== PROMPT 1 ==
Please reproduce the rows, everything from the very first one down to the line containing "POLYGON ((343 266, 344", with "foliage" swapped for "vegetation" and nothing else altered.

HELGA ZEPP-LAROUCHE KEYNOTE, EIR FRANKFURT SEMINAR
Solving the Economic and Refugee
Crises with the New Silk Road!
[PDF version of this transcript]
I welcome you. While this seminar is devoted to solutions to the world’s urgent problems, I must address the current dramatic threatening events very briefly. And I only want to emphasize, that while I’m touching on these different existential threats to our civilization, the solutions are within reach and depend entirely on our actions.
Thus, this is not an academic seminar, but really a call to move to implement the solutions we will present over the course of the afternoon.
Now, I think one can say that we have an existential crisis of civilization. If you look at all the different crisis spots and other crisis issues in the trans-Atlantic world alone, an honest person must admit that the human species is being tested:
• Refugee crisis
• Financial crisis
• War danger
• Cultural crisis.
Are we morally fit to survive? Are we intellectually able to grasp and seize the solutions which exist? Or are we doomed to continue on the present course which is heading towards disaster.
First, it is necessary to correct some of the explanations being presented in the public domain for these crisis issues.
Let me very briefly touch on what happened in Brussels yesterday, which obviously concerns everybody—the threat of terrorism. In response, governments are asserting that we have to give up data security, that we have to have more centralization, we have to give up freedoms.
And I would counter that with the statement made by the former head of the 9/11 commission of the U.S. Senate, Sen. Bob Graham [D-FL] after the attack on Charlie Hebdo happened more than a year ago in Paris. He said that if the famous [classified] 28 pages concerning the role of Saudi Arabia in the original September 11 attack had been published, this Charlie Hebdo terrorism would not have happened.

[Object outline annotations]
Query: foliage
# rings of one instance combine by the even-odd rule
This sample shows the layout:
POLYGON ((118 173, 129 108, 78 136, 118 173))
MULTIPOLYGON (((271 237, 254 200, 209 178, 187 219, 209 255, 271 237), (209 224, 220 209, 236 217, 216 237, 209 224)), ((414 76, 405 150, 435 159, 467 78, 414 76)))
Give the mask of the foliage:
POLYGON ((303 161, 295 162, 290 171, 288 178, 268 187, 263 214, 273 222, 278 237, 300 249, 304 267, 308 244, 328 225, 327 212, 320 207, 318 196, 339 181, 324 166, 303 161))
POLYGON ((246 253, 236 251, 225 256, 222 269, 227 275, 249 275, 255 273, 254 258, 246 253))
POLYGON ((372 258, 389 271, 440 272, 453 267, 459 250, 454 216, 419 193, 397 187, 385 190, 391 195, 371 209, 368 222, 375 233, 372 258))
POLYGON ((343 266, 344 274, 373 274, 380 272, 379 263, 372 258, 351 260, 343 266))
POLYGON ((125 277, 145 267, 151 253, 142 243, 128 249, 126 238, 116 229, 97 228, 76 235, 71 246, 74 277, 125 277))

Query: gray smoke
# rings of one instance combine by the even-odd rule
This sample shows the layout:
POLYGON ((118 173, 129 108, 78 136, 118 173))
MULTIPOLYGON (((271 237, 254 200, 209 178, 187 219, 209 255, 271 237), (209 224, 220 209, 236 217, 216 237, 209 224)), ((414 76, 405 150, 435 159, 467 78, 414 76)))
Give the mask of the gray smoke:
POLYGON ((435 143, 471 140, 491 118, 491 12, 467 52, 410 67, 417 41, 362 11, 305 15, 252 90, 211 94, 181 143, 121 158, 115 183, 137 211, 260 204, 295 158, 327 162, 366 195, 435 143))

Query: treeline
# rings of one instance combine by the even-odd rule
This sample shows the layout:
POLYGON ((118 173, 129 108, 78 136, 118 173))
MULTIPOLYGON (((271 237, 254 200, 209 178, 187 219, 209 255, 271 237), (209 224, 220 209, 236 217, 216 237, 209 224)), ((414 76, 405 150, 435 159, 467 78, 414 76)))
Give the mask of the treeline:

== PROMPT 2 ==
In the Frankfurt seminar keynote, who said the Charlie Hebdo attack would not have happened if the 28 pages had been published?

== COMPLETE RESPONSE 1 ==
Query: vegetation
# rings of one instance combine by the even-odd rule
This sample shows the layout:
POLYGON ((118 173, 129 108, 78 136, 118 173))
MULTIPOLYGON (((271 237, 254 200, 209 178, 187 219, 209 255, 271 237), (209 224, 220 209, 236 217, 216 237, 209 224)), ((414 76, 405 150, 435 159, 467 78, 414 76)))
Give the mask of the vegetation:
POLYGON ((303 161, 295 162, 290 171, 288 178, 268 187, 263 214, 273 222, 278 237, 300 249, 304 267, 308 244, 328 225, 327 212, 320 207, 318 196, 339 181, 324 166, 303 161))
POLYGON ((246 253, 236 251, 225 256, 222 269, 227 275, 249 275, 255 273, 254 258, 246 253))
POLYGON ((372 258, 389 271, 440 272, 453 267, 459 250, 454 216, 419 193, 397 187, 385 190, 391 195, 371 209, 368 222, 375 233, 372 258))
POLYGON ((343 266, 344 274, 373 274, 380 272, 379 263, 372 258, 351 260, 343 266))

== COMPLETE RESPONSE 2 ==
Sen. Bob Graham, the former head of the 9/11 commission of the U.S. Senate.